§ Record list:
## begin
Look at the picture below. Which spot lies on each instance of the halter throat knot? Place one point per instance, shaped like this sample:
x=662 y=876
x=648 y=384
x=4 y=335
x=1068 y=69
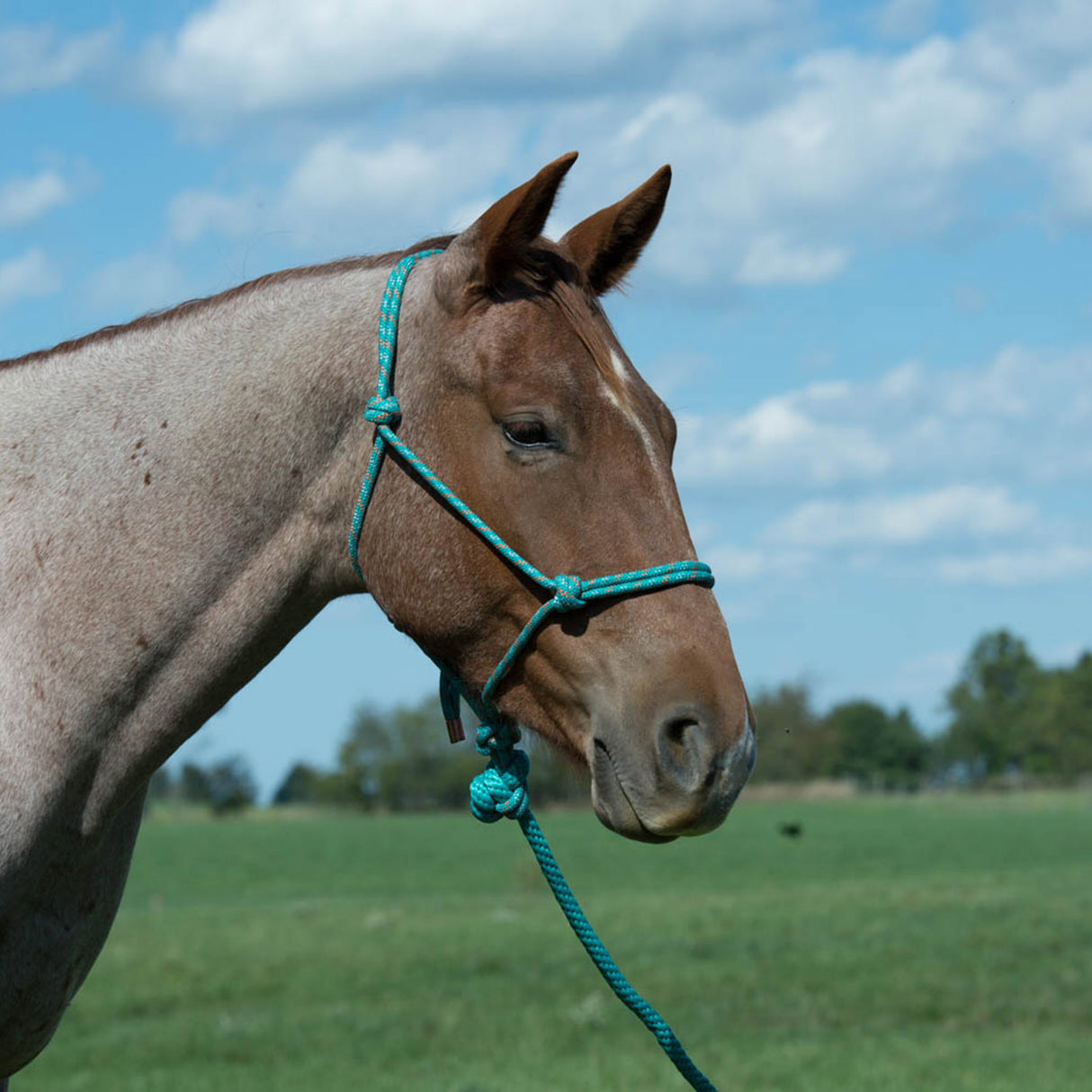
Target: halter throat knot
x=568 y=593
x=382 y=411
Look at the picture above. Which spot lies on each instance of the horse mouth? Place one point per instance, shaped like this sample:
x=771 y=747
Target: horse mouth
x=613 y=804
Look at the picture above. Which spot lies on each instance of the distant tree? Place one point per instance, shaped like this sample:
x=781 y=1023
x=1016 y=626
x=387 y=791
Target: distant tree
x=792 y=741
x=399 y=759
x=991 y=703
x=873 y=748
x=161 y=785
x=367 y=746
x=231 y=787
x=193 y=784
x=300 y=785
x=1058 y=723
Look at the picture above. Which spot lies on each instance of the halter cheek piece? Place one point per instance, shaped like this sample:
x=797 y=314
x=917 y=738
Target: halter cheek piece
x=568 y=592
x=501 y=789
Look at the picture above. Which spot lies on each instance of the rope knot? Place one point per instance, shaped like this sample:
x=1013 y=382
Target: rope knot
x=501 y=791
x=382 y=411
x=568 y=592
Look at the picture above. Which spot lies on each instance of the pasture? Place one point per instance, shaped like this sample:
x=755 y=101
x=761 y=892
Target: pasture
x=932 y=943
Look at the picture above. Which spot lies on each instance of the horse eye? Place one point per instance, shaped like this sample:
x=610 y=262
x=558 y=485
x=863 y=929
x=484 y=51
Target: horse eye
x=527 y=434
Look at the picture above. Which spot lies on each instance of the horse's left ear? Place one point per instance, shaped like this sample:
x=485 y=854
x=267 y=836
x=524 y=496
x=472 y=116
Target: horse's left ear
x=607 y=244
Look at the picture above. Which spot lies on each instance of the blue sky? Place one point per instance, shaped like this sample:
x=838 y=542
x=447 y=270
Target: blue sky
x=868 y=304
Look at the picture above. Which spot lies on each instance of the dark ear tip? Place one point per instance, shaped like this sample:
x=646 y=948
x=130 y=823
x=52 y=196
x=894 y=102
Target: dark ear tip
x=561 y=164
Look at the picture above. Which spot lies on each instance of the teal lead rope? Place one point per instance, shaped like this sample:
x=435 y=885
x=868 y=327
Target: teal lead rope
x=500 y=791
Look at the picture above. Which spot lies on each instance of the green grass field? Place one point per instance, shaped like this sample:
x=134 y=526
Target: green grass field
x=928 y=944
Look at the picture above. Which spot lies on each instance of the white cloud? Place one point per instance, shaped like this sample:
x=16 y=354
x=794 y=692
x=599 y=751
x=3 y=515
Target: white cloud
x=1025 y=415
x=31 y=274
x=904 y=19
x=246 y=56
x=33 y=58
x=352 y=192
x=780 y=439
x=740 y=564
x=952 y=511
x=193 y=213
x=771 y=260
x=780 y=178
x=23 y=200
x=1012 y=568
x=136 y=284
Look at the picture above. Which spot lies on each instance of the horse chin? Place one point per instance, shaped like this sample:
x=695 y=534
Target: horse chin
x=613 y=805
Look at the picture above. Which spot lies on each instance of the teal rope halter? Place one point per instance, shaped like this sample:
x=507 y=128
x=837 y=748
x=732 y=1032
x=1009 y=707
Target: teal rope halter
x=500 y=791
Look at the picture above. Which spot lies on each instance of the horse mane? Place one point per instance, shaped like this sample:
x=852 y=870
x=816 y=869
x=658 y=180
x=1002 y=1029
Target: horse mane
x=190 y=307
x=544 y=272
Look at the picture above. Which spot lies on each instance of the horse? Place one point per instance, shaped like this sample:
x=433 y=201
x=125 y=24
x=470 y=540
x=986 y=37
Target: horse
x=174 y=498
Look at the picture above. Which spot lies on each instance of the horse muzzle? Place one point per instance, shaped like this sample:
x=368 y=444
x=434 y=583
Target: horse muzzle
x=687 y=785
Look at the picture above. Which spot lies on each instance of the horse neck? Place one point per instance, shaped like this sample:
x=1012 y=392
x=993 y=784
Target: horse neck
x=176 y=499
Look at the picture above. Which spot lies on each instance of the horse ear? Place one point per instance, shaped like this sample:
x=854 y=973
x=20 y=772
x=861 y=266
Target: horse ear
x=607 y=244
x=485 y=254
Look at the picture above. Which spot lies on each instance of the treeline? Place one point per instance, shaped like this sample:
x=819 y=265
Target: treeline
x=226 y=786
x=399 y=760
x=1009 y=719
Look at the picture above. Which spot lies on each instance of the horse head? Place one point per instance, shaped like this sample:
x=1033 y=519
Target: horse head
x=515 y=389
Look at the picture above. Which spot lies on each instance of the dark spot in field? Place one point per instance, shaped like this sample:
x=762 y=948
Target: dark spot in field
x=703 y=949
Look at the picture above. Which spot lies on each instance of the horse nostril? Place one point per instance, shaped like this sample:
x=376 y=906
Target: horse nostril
x=684 y=751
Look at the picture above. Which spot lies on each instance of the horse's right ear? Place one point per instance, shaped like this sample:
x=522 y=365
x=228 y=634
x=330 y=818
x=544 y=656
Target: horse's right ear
x=484 y=255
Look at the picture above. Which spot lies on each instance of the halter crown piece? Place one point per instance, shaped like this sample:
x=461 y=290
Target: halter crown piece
x=501 y=789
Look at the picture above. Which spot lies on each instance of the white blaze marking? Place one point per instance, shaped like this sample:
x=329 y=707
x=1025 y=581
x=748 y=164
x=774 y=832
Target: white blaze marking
x=619 y=366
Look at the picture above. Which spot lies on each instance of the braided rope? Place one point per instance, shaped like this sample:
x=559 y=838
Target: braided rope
x=500 y=791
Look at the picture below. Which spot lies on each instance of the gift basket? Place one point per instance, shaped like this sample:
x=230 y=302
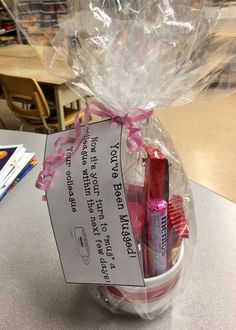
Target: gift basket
x=130 y=58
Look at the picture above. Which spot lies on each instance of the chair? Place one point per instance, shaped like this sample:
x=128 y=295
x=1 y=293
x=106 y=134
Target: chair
x=20 y=91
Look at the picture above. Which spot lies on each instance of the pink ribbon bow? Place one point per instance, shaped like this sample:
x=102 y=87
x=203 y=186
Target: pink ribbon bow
x=134 y=140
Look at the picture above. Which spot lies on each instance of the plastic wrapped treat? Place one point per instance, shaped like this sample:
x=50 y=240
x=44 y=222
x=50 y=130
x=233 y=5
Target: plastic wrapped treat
x=134 y=57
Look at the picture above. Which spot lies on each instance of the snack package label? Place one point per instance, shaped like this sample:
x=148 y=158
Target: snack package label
x=89 y=212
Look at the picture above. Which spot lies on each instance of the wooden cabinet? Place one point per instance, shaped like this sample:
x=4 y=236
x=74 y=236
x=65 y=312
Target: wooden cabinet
x=37 y=18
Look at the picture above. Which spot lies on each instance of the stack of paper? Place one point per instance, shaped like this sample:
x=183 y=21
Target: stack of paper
x=15 y=163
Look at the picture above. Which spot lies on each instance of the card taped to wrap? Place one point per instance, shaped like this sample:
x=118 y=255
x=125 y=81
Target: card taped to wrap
x=88 y=210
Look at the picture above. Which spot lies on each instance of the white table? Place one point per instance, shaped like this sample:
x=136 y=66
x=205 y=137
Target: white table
x=34 y=296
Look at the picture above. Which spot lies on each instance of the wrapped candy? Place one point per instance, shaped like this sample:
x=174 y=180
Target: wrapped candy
x=133 y=57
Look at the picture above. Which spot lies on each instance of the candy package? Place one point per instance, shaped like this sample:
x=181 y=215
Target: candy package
x=133 y=57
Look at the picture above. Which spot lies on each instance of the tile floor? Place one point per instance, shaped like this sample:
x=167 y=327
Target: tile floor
x=205 y=137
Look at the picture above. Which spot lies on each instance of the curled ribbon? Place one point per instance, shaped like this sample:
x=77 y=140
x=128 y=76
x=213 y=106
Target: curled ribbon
x=134 y=140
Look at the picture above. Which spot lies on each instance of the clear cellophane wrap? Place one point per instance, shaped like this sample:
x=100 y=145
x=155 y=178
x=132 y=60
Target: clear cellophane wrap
x=137 y=56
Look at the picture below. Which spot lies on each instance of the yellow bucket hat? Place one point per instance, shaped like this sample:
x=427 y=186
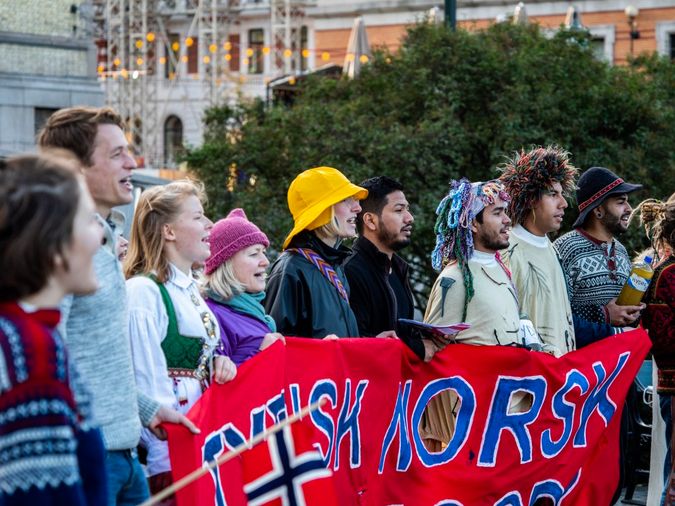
## end
Replace "teal rope halter" with "green rope halter" in the stretch of the listing from the line that contains "the white cloud?" through the line that contains "x=174 y=498". Write out only those lines again, leaving everything else unchanged.

Look at the picture above. Which spot lies on each instance of the white cloud? Place one point per instance, shaped like this sample:
x=16 y=354
x=794 y=692
x=599 y=751
x=3 y=515
Target: white cloud
x=1025 y=415
x=31 y=274
x=904 y=19
x=246 y=56
x=33 y=58
x=352 y=192
x=780 y=439
x=740 y=564
x=952 y=511
x=193 y=213
x=771 y=260
x=780 y=178
x=23 y=200
x=1012 y=568
x=136 y=284
Look at the picture above. Which spot lies on each instance of the horse chin? Place one point per instance, shaped like this sample:
x=695 y=534
Target: horse chin
x=613 y=805
Look at the picture above. Which spot lies on each instance of the green rope halter? Place one point per instance, shaped like this sample:
x=507 y=128
x=837 y=748
x=732 y=1032
x=1009 y=707
Target: green rope halter
x=500 y=791
Look at the picture above. Which spot lies on each instance of the horse mane? Place one point per instance, shaped like this sample:
x=852 y=870
x=816 y=869
x=658 y=180
x=1002 y=1029
Target: horse mane
x=190 y=307
x=544 y=272
Look at the picture above. Which spot lies on each instance of the horse? Place one point per instance, shaped like this sample:
x=433 y=201
x=125 y=24
x=470 y=540
x=986 y=37
Target: horse
x=174 y=498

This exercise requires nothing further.